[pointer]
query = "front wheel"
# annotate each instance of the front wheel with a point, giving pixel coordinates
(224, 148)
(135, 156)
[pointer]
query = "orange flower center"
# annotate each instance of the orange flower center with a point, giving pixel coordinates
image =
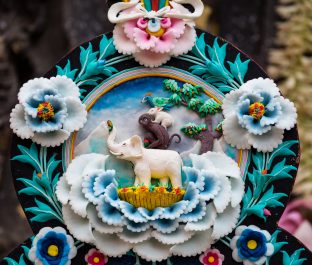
(256, 110)
(45, 111)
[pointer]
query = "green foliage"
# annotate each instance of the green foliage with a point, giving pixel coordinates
(210, 64)
(294, 259)
(261, 194)
(92, 63)
(191, 129)
(42, 184)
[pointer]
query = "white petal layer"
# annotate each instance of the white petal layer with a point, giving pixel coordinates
(234, 134)
(206, 222)
(152, 250)
(65, 86)
(77, 115)
(289, 114)
(18, 123)
(111, 245)
(200, 242)
(32, 85)
(237, 191)
(51, 139)
(133, 237)
(224, 196)
(224, 165)
(79, 227)
(177, 237)
(268, 141)
(97, 223)
(62, 190)
(225, 222)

→ **What to work on**:
Can you give all of the material above again, requests included, with -140 added to both numbers of every pixel coordinate pair in the answers and the pictures left out?

→ **Result of this exercise**:
[pointer]
query = "front wheel"
# annotate each instance of the front wheel with a point, giving pixel coordinates
(84, 8)
(-5, 16)
[pointer]
query = "orange flower center"
# annotate each instance of the orange flower center with a point, giving pixel coordinates
image =
(116, -30)
(-95, -29)
[pointer]
query = "green foliage"
# annotate each instance of the green foliage with a point, giving pixel coordinates
(70, -76)
(154, 119)
(121, 54)
(-48, -77)
(51, -11)
(-98, 44)
[pointer]
query = "white petal layer"
# annotate each instance of the white petal layer with a point, giving pixel coordinates
(94, -6)
(66, 82)
(12, 110)
(-75, -54)
(-63, -25)
(149, -26)
(-122, -17)
(-29, 105)
(60, 102)
(-108, -55)
(97, 51)
(-89, -1)
(-7, 97)
(84, 56)
(84, 25)
(-61, 87)
(37, 97)
(128, 1)
(-43, 83)
(-78, 50)
(85, 82)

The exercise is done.